What you should do: Everything in the entries except the pictures should be copied exactly.

Information supplied:
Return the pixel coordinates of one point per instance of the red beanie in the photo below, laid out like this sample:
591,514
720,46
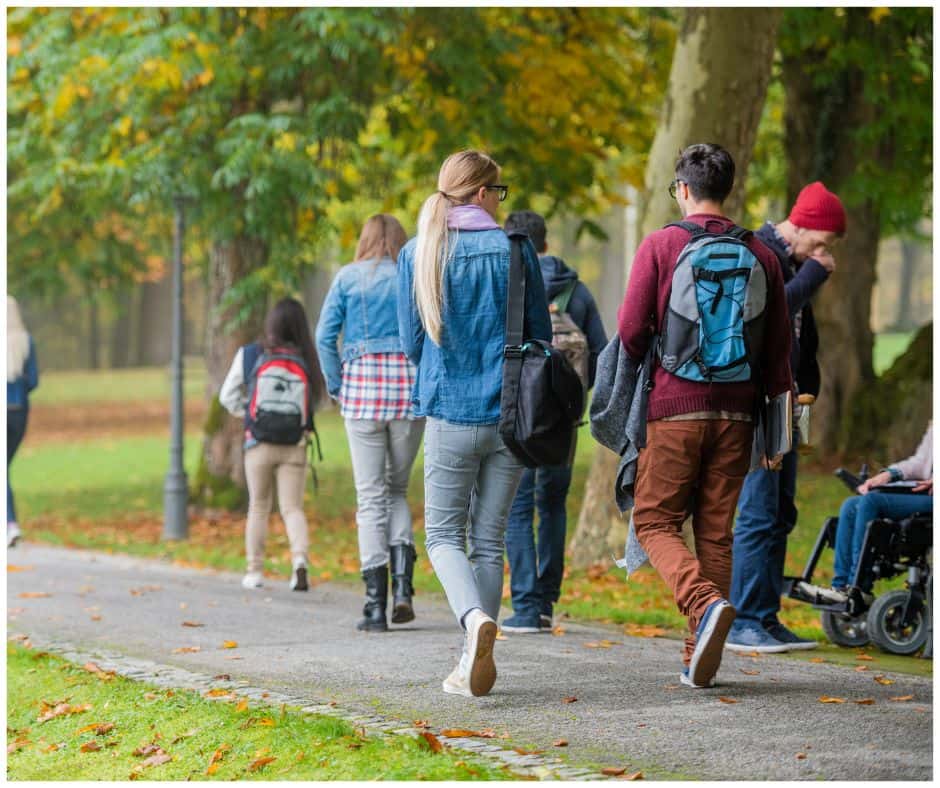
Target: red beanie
817,208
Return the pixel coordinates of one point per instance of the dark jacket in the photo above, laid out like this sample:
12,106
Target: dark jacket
582,307
800,282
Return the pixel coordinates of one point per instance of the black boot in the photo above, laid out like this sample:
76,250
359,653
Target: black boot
373,611
403,569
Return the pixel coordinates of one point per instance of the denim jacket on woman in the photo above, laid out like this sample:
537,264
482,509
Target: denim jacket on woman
460,380
362,304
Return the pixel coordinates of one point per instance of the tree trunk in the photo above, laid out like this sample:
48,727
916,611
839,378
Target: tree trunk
220,480
717,86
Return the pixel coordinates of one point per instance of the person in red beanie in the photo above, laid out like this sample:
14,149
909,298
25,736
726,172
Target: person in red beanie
767,512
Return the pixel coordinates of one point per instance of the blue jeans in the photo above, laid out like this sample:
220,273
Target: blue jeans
855,515
535,578
470,478
766,515
16,429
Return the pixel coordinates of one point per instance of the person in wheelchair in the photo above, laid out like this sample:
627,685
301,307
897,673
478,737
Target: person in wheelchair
900,490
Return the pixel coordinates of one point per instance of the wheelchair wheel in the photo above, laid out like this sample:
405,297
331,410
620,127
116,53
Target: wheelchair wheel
844,630
884,625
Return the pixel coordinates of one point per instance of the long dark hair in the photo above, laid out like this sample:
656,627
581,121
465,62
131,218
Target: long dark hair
286,324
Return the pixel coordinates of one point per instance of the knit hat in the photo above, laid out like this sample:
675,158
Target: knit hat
817,208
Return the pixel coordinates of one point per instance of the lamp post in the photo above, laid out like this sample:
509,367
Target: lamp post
176,487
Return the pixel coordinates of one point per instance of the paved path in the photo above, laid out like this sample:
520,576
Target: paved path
629,709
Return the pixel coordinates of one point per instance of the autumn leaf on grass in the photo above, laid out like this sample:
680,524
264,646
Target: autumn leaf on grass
260,763
433,742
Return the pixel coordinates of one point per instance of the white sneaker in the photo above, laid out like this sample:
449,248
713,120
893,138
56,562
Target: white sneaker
481,635
253,580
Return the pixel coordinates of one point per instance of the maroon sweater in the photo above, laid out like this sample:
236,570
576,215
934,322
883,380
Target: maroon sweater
646,301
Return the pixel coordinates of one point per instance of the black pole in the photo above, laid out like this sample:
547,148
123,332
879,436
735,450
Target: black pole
176,487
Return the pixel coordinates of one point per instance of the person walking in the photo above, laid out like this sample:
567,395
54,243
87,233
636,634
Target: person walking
767,512
373,381
275,384
452,293
700,418
22,378
536,571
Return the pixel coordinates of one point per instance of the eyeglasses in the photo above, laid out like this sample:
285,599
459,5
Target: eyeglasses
502,189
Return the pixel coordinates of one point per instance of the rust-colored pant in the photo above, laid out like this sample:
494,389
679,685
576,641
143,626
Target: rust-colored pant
692,467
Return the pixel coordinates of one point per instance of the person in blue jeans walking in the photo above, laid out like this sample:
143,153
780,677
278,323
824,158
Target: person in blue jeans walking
767,507
22,378
535,571
453,279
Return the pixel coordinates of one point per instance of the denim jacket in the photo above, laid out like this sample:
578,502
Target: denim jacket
361,304
461,379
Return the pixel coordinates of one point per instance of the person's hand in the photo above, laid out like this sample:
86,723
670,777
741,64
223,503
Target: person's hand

Written answer:
Return the pixel coordinates of one point per instance of the red beanie in the photo below, laid out like this sample:
591,514
720,46
Target: red beanie
817,208
Return the pixel coordinates of one point per instance of the dark jacket in the photo above, laid out like this sample:
12,106
Target: dark jacket
582,307
800,282
Return the pixel coordinates of one point per instance of the black boot in the photo above, laid out like this sample:
76,250
359,653
Target: black boot
373,611
403,569
Return the pixel coordinates of one point per instance of the denim jacket on woman in the photo above, laid out like this sample:
537,264
482,509
Target: denim jacket on woman
460,380
362,304
Return the pixel coordinates of one point per instance of the tree trunk in the photo above, laid out like this sample:
48,727
916,611
839,378
Target: tree trunk
220,480
717,86
Return the pixel coordinates of one point per instance of the person in red beanie in the photo above, laid out like this sample:
14,149
909,298
25,736
726,172
Target: person in red beanie
767,512
Return the pixel coordinates of one point per instance of the blue jeans in the photo above, laid out like this sample:
220,273
Target: blue jeans
855,515
535,578
470,478
766,515
16,429
Return the pixel coordinates of one point per instance of the person in wheelchair in the photo above, laid out like this sample:
627,685
301,307
897,673
478,737
Target: person in wheelchair
900,490
Return the pixel coordinates of one point per instance of the wheelchair wheel in the photo above, laid out like this sample:
405,297
331,410
620,127
116,53
Target: wheelchair wheel
844,630
884,625
Return the pixel coordinates of one point per instance of the long dark hair in the photo above, laid out like this sample:
656,627
581,121
465,62
131,218
Target: long dark hair
286,324
Return the pixel coordinates of one point per instance of the knit hat in the photo above, laid out like this sample:
675,158
Target: knit hat
817,208
Return the pixel coordinates of one point per instance of the lamp post in the photo above, laid out like this sample:
509,367
Target: lamp post
176,487
Return the pixel coordinates of one point per instance of the paved path in the photo above, laid out like this sample:
520,576
Target: paved path
629,709
Return the pixel coordinates of one point per instance of the autumn leaf on grass in the photo above, laid out like this sample:
680,524
264,646
Target: autumn leaf on grass
260,763
433,742
Return the pixel coordinates of one point per instance of the white sneaker in the photo above, laid out like this sample:
449,248
713,120
893,138
56,562
Target: white sneaker
481,635
253,580
Return the pixel coordinates of one point per instance of the maroon sweater in the photo above, laid out like this sample:
236,570
576,215
934,322
883,380
Target: maroon sweater
646,301
Return the pixel coordinates of one point per instance of the black pole in the photo above, laid out like this sample:
547,148
123,332
879,436
735,450
Target: black pole
176,487
Return the pixel coordinates of one point per instance of the person walking in the photo above, laid out like this sample:
567,395
54,243
87,233
636,634
Target: person walking
767,512
373,381
275,384
452,293
700,418
22,378
536,571
Return the pixel coordinates of one point per instance of the eyeglasses in the photo above, laid out like this sample:
285,599
459,5
Target: eyeglasses
502,189
Return the pixel coordinates of one point per instance of the rust-colored pant in the photo above, laid out like this sample:
494,389
679,685
576,641
143,626
Target: rust-colored pant
692,467
Return the pixel coordinates of one point per instance of the person in blue jeans walking in the photo above, laid out like this sample:
143,153
780,677
278,323
824,158
Target: person in blue jeans walking
767,507
22,378
535,571
453,279
Return the pixel coordinates of one point per instance of the denim jacket in the photo above, laid out like this sample:
578,502
Target: denim jacket
361,304
461,379
Return the pixel coordinates of one point per instance of the person's hand in the photo above, laid out like this sample:
86,723
670,777
741,64
223,503
Target: person's hand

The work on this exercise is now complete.